AC_LINK_IFELSE() appears to work fine following a straight
substitution. When I get around to revising this patch in a while,
that fix will be included.

Thanks
-- 
Peter Geoghegan



Re: Memory prefetching while sequentially fetching from SortTuple array, tuplestore

From
Andres Freund
Date:
On 2015-09-02 17:14:12 -0700, Peter Geoghegan wrote:
> On Wed, Sep 2, 2015 at 12:24 PM, Peter Geoghegan <pg@heroku.com> wrote:
> > On Wed, Sep 2, 2015 at 7:12 AM, Andres Freund <andres@anarazel.de> wrote:
> >> On 2015-07-19 16:34:52 -0700, Peter Geoghegan wrote:
> >> Hm. Is a compiler test actually test anything reliably here? Won't this
> >> just throw a warning during compile time about an unknown function?
> >
> > I'll need to look into that.
> 
> My error here was not considering why the existing __builtin_bswap32()
> test worked alright with AC_COMPILE_IFELSE(), while my test needed
> AC_LINK_IFELSE(). I'll be sure to make a point of manually testing
> failure (not just success) when writing compiler tests in the future.
> 
> AC_LINK_IFELSE() appears to work fine following a straight
> substitution. When I get around to revising this patch in a while,
> that fix will be included.

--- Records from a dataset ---
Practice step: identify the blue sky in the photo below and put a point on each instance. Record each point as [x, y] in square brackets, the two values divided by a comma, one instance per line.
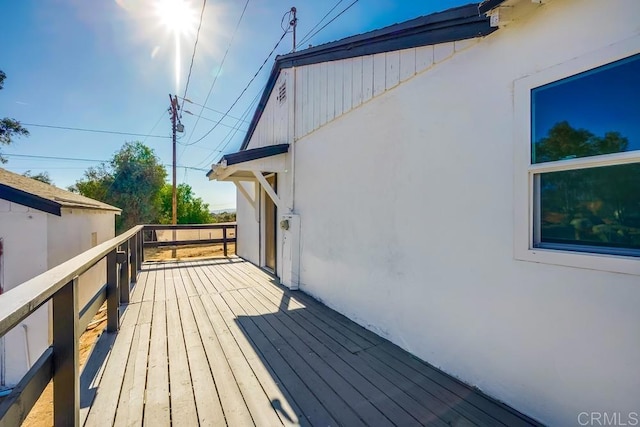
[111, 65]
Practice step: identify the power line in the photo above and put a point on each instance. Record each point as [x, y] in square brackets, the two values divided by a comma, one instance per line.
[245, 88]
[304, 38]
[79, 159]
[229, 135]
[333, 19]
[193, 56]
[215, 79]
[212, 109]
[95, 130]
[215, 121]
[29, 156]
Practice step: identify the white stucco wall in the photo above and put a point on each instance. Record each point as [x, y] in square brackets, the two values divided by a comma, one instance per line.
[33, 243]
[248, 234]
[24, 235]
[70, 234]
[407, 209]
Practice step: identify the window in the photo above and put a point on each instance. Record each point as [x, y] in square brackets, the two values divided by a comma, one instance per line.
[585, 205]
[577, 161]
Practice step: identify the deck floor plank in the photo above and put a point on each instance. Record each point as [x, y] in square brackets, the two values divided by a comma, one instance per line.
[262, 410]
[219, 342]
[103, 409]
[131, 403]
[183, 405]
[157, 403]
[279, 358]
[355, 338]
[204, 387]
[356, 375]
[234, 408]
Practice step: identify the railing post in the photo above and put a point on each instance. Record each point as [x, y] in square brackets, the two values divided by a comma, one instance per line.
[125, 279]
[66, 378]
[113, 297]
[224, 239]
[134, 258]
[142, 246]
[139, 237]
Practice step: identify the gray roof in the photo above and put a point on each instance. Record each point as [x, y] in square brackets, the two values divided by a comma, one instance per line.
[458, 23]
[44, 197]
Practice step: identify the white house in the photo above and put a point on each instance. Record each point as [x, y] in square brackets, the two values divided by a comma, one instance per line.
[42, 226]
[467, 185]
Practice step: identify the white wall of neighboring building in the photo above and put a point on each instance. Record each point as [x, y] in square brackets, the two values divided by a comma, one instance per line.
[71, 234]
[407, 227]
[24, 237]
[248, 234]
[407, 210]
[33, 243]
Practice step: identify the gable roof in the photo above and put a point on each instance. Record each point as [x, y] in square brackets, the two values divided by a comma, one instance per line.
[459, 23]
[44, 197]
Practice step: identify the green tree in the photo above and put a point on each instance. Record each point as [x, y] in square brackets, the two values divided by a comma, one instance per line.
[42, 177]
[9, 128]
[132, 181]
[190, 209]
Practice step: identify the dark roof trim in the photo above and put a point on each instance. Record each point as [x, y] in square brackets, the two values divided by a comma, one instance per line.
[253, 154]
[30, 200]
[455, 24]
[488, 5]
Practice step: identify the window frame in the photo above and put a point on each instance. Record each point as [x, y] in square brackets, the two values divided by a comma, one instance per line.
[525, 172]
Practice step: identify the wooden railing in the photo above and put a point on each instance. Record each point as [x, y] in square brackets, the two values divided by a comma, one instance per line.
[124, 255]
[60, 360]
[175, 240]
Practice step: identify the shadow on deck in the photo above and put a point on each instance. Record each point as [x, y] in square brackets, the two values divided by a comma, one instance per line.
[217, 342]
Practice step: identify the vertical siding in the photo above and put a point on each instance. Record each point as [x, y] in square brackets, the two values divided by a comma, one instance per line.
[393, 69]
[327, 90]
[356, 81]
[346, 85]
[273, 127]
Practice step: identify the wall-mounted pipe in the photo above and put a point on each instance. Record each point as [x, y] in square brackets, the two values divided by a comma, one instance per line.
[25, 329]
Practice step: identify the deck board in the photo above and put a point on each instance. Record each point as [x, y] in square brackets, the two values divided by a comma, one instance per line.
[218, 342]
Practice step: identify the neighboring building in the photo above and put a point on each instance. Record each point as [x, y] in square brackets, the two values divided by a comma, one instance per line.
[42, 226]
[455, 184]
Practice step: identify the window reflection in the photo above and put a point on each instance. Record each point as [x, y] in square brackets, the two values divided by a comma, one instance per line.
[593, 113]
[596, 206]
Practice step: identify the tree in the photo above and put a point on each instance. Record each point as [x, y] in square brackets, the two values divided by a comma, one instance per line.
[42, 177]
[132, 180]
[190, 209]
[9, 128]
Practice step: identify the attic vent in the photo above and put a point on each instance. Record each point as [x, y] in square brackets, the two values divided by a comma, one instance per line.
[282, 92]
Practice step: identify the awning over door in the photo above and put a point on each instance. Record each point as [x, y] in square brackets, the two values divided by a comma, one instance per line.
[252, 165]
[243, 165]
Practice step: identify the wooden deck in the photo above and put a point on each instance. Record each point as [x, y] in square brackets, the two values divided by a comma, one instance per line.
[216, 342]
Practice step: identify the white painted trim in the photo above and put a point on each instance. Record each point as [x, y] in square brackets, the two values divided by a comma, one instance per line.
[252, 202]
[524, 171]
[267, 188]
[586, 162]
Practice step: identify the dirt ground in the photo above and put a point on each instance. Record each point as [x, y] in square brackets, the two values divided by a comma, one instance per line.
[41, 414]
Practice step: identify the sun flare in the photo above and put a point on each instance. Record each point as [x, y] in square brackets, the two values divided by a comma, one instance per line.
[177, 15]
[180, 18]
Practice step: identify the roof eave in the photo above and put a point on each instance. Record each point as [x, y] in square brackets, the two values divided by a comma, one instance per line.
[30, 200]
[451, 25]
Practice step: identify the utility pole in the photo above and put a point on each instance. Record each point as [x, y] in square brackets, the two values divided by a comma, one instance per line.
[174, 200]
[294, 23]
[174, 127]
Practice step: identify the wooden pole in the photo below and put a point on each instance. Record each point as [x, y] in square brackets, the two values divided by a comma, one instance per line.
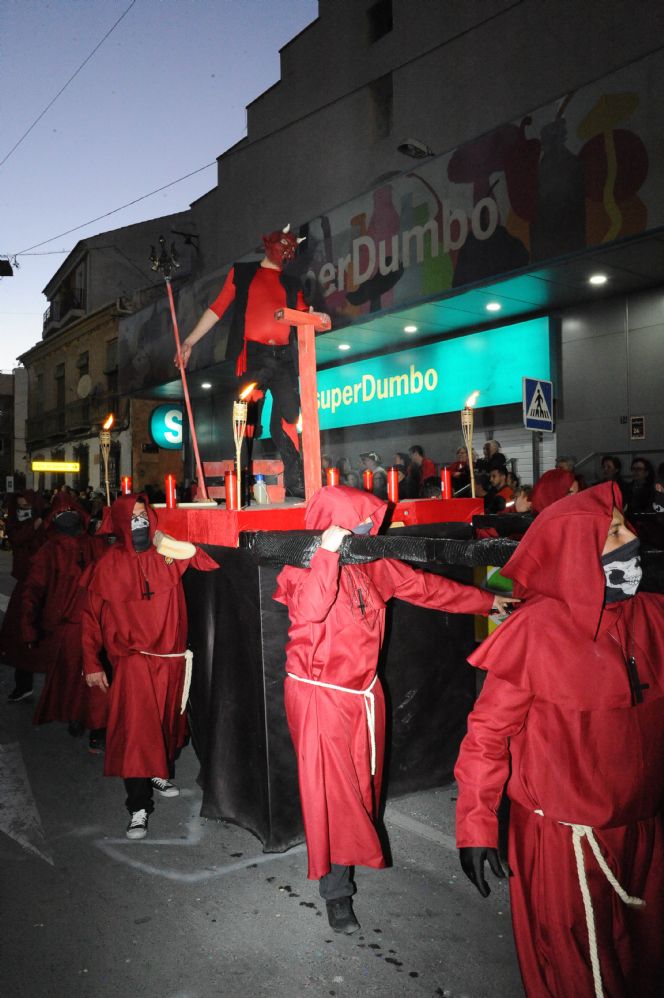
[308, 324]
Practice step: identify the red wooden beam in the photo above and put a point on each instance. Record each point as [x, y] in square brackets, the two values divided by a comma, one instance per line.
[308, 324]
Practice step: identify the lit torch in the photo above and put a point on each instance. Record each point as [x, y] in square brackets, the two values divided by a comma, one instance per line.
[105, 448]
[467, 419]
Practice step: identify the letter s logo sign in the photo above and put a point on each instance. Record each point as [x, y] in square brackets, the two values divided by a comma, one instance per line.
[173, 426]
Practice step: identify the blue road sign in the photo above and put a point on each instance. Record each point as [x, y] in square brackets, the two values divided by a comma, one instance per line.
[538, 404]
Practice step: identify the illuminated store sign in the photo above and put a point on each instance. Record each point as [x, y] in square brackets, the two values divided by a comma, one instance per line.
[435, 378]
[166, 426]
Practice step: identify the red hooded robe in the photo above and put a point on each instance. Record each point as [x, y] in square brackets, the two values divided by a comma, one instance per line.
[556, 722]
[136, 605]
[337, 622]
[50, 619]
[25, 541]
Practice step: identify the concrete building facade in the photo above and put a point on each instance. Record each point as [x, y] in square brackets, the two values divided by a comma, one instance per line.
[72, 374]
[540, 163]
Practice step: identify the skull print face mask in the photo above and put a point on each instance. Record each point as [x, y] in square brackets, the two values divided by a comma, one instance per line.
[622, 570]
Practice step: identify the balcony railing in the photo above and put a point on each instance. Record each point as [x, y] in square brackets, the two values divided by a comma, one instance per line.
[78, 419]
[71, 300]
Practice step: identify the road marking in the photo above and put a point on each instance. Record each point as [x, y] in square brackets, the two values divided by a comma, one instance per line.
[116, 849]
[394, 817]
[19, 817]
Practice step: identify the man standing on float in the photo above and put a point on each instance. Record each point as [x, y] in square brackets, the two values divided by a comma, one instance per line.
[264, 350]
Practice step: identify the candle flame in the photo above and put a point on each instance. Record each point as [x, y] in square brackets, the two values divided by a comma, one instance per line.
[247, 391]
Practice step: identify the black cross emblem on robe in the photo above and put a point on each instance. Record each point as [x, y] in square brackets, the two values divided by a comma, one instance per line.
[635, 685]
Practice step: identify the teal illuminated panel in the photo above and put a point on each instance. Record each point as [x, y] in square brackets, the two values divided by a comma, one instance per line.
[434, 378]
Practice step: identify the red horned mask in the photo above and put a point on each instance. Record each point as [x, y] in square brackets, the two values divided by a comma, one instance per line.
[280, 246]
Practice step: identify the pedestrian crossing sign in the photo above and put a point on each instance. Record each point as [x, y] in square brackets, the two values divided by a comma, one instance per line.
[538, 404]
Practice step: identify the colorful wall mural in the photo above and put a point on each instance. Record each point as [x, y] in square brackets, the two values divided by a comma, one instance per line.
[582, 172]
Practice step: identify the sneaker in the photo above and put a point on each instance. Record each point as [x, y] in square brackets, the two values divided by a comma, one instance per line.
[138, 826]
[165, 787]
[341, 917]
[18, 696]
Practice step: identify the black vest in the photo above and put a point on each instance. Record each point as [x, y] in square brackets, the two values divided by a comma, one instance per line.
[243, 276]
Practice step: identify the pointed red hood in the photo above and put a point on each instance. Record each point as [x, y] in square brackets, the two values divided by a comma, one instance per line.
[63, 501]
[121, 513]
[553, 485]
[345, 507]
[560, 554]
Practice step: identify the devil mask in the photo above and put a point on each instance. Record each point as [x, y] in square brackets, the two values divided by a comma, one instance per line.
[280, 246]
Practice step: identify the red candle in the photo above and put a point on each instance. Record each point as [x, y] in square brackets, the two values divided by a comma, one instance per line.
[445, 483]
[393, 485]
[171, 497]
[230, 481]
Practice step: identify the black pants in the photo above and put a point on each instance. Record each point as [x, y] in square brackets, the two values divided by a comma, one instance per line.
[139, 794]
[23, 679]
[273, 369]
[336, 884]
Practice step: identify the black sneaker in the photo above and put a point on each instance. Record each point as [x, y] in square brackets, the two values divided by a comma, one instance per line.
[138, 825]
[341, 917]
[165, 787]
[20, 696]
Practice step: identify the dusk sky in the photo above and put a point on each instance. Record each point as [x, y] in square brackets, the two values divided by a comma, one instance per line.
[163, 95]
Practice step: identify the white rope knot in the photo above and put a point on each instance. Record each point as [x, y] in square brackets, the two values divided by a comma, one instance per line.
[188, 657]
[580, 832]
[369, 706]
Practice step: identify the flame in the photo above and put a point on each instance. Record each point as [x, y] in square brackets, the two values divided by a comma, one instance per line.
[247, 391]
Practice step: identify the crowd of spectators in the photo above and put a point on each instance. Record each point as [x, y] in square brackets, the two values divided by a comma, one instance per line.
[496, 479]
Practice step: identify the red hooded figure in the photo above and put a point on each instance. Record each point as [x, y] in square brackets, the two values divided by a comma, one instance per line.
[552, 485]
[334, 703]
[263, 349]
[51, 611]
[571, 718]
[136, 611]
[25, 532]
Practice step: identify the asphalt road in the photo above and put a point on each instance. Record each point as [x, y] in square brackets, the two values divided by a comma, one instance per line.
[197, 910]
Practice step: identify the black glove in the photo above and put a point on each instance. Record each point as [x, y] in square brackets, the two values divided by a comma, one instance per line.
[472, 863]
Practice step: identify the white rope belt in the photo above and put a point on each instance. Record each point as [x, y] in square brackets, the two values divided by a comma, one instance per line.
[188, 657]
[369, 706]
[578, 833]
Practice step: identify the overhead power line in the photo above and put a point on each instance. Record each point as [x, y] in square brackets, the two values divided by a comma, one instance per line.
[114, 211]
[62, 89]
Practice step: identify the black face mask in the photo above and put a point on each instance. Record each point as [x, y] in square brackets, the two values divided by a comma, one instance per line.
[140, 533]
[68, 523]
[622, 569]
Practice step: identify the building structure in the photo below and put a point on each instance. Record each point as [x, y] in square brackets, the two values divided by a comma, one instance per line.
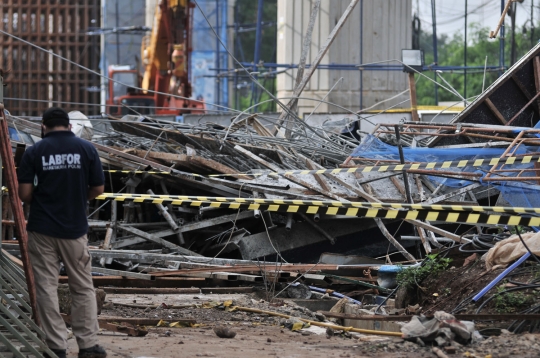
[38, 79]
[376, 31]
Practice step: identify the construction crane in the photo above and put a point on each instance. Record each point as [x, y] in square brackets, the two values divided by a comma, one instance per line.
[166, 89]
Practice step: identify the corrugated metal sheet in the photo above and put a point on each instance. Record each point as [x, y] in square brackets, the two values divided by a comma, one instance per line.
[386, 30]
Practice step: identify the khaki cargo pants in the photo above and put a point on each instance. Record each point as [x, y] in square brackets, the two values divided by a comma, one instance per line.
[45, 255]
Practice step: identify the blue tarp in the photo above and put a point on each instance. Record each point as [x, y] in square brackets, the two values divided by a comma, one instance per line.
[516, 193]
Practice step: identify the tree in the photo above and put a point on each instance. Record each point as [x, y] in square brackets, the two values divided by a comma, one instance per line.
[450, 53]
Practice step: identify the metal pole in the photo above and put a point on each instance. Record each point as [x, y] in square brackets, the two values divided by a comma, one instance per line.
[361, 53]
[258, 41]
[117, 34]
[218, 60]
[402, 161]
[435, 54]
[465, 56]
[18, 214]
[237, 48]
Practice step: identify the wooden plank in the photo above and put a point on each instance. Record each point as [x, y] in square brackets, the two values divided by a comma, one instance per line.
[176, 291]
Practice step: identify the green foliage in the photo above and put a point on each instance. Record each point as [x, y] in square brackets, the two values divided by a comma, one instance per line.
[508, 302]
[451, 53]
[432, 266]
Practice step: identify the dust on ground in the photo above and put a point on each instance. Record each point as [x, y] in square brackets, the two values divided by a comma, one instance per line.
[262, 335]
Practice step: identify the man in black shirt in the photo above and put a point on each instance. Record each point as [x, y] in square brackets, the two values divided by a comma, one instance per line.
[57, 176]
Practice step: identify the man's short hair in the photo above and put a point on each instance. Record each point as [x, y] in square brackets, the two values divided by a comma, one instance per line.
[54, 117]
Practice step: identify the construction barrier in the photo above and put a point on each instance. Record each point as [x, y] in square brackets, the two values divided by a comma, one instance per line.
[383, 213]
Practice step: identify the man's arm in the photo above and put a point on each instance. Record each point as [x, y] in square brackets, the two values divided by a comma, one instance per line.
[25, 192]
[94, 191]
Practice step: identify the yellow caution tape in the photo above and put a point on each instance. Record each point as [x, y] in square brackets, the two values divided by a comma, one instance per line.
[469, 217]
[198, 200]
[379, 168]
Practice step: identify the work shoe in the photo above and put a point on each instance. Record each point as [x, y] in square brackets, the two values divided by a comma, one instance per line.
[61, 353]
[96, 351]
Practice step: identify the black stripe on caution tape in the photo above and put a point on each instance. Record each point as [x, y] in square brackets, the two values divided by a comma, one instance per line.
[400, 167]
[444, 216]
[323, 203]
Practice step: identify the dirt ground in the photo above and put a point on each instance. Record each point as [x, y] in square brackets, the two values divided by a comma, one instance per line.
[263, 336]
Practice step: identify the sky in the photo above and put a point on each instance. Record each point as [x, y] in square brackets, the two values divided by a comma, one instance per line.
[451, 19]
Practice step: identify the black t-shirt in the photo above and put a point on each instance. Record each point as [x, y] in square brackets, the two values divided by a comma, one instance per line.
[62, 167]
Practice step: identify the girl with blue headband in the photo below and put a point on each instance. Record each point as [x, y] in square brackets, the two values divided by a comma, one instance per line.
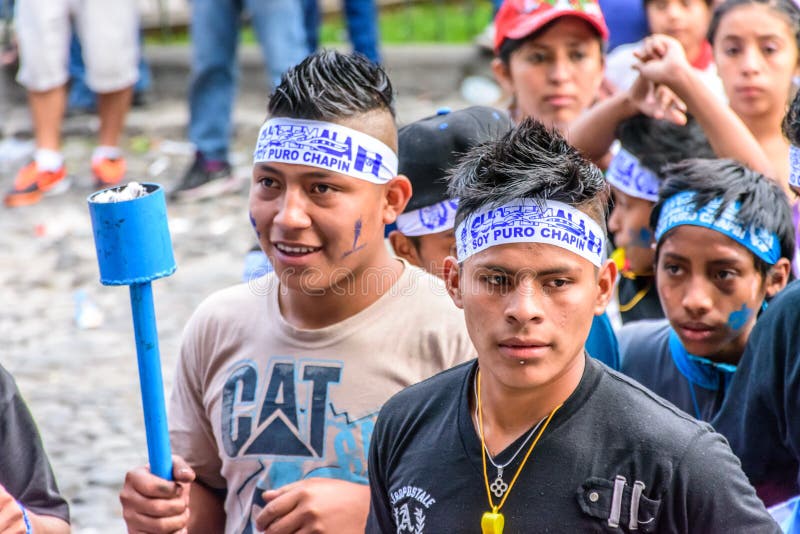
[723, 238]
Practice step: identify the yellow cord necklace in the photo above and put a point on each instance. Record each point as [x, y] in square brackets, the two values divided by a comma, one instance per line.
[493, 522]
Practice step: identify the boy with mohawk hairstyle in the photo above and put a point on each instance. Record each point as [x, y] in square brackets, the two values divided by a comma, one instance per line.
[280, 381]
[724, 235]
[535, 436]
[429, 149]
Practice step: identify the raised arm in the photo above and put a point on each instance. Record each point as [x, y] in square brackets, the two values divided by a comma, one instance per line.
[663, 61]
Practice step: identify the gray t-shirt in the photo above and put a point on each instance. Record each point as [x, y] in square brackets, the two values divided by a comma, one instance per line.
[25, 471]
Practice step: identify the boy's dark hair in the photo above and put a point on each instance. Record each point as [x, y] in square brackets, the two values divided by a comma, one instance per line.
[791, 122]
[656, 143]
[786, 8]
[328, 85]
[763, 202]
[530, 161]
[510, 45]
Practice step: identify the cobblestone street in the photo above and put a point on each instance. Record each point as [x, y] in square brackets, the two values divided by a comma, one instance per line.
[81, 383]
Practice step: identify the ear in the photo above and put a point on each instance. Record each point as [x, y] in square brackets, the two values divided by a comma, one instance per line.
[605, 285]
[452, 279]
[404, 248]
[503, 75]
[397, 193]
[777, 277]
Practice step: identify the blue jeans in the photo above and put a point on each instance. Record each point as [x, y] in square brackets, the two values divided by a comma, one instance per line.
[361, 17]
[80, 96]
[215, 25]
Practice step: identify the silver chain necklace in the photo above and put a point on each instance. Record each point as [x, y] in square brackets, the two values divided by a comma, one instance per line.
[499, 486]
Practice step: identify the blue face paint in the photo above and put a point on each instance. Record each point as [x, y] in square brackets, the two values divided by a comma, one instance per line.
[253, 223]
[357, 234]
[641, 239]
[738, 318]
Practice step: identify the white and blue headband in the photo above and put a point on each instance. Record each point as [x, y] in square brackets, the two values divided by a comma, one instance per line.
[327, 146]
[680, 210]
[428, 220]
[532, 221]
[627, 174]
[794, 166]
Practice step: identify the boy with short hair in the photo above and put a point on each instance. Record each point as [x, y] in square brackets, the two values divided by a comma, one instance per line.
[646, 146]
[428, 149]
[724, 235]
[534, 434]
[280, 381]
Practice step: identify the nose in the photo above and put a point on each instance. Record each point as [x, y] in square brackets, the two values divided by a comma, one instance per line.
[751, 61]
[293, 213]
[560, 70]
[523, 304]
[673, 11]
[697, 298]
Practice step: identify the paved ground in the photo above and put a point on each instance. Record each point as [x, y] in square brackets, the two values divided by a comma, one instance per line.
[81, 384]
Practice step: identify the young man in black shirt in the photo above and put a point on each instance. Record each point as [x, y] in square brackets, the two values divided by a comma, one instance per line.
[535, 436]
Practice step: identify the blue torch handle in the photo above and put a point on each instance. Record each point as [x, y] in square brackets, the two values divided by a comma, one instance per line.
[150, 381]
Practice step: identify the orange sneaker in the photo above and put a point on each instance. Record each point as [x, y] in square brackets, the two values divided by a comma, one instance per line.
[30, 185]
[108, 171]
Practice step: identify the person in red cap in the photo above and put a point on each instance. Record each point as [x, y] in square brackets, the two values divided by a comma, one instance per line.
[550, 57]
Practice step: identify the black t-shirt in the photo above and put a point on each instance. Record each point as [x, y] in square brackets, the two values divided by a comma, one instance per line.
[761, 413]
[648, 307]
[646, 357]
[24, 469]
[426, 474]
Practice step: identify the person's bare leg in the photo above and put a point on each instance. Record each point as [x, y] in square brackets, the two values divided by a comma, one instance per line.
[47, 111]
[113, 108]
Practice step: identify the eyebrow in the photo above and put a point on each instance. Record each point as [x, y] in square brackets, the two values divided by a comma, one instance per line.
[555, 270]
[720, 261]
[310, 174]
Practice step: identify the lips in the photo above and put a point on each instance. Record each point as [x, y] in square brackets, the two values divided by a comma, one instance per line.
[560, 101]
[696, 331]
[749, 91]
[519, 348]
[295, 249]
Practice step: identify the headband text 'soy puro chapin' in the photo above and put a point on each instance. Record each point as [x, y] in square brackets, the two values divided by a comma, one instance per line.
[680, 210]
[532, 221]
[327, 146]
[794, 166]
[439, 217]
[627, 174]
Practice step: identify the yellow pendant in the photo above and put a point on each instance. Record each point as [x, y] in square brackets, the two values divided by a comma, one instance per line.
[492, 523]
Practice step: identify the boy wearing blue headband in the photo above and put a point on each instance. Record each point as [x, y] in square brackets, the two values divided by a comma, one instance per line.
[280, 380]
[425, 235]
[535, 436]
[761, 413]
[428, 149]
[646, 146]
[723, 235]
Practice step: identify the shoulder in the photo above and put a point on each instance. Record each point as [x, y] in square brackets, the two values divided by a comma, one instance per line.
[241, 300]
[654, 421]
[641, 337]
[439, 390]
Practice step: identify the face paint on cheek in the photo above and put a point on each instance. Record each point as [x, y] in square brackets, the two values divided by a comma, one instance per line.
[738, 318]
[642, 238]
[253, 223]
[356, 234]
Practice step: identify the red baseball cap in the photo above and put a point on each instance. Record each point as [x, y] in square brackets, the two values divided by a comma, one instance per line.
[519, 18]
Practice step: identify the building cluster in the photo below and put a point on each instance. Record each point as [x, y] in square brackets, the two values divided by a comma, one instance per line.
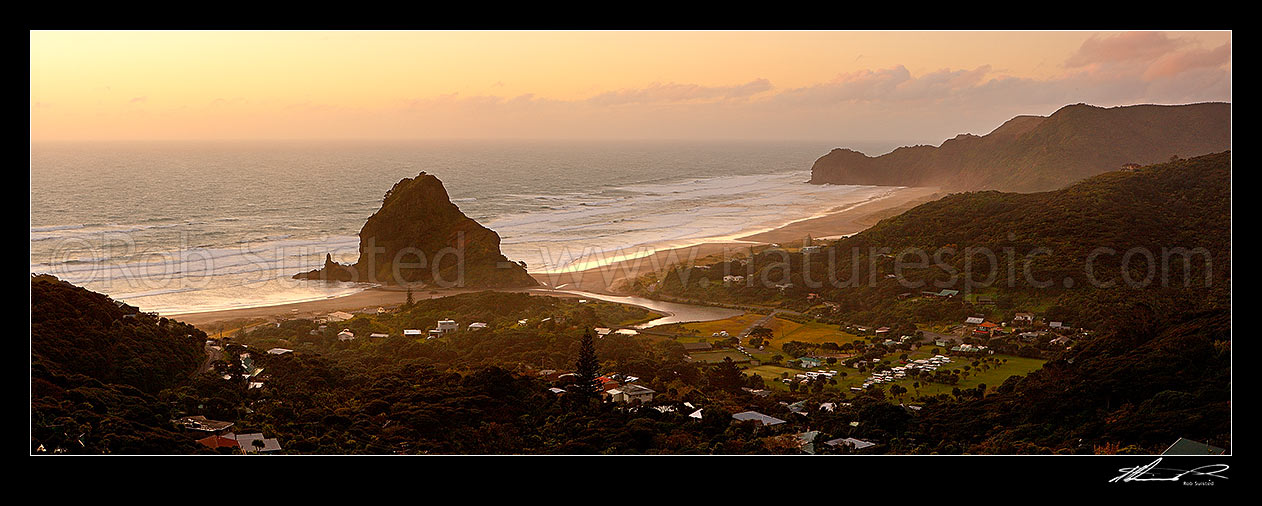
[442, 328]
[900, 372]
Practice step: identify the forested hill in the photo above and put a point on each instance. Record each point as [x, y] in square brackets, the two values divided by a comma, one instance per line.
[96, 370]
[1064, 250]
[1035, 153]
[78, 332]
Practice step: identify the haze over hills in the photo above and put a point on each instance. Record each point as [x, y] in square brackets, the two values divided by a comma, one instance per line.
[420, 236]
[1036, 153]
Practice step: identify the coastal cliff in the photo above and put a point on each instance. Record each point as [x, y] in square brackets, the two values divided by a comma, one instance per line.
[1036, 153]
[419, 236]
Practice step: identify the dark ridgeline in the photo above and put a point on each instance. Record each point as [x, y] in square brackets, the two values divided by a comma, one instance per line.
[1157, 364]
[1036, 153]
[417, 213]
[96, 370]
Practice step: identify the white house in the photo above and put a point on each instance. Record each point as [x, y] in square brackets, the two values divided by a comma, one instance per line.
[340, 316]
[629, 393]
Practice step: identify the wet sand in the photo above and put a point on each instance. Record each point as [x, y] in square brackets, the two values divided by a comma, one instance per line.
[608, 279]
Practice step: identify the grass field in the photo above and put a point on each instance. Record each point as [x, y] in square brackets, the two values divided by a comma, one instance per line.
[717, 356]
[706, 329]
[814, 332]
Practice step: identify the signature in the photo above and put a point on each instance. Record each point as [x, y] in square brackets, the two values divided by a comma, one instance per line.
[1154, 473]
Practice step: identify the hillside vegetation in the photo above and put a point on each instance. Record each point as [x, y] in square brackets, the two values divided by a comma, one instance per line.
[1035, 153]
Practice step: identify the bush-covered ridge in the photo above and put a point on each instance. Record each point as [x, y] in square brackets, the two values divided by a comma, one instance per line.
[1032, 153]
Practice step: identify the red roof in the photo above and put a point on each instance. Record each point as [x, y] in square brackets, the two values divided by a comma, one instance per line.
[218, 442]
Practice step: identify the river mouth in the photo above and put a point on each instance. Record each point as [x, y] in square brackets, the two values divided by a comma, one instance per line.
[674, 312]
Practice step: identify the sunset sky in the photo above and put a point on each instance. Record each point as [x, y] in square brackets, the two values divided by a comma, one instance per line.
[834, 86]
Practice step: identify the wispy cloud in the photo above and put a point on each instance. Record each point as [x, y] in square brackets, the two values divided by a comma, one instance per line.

--- THE TASKS ---
**a)** Using the thread, answer these:
(i) What is the subject line of the reply?
(ii) Which existing test worked fine with AC_COMPILE_IFELSE()?
(iii) Besides success, what does Peter Geoghegan plan to test manually when he writes compiler tests in the future?
**b)** Output the part of the thread from "Re: Memory prefetching" to "look into that.", copied word for word.
The records have nothing to do with the thread.

--- OUTPUTS BY TASK ---
**a)**
(i) Memory prefetching while sequentially fetching from SortTuple array, tuplestore
(ii) The __builtin_bswap32() test
(iii) Failure

**b)**
Re: Memory prefetching while sequentially fetching from SortTuple array, tuplestore

From
Andres Freund
Date:
On 2015-09-02 17:14:12 -0700, Peter Geoghegan wrote:
> On Wed, Sep 2, 2015 at 12:24 PM, Peter Geoghegan <pg@heroku.com> wrote:
> > On Wed, Sep 2, 2015 at 7:12 AM, Andres Freund <andres@anarazel.de> wrote:
> >> On 2015-07-19 16:34:52 -0700, Peter Geoghegan wrote:
> >> Hm. Is a compiler test actually test anything reliably here? Won't this
> >> just throw a warning during compile time about an unknown function?
> >
> > I'll need to look into that.